Data for processing

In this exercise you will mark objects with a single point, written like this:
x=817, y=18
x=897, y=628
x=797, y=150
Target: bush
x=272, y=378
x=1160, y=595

Problem statement
Above are the records; reproduce all of them exactly.

Output for this task
In this exercise you will mark objects with a single point, written like this:
x=817, y=18
x=897, y=628
x=797, y=150
Target: bush
x=272, y=378
x=1160, y=595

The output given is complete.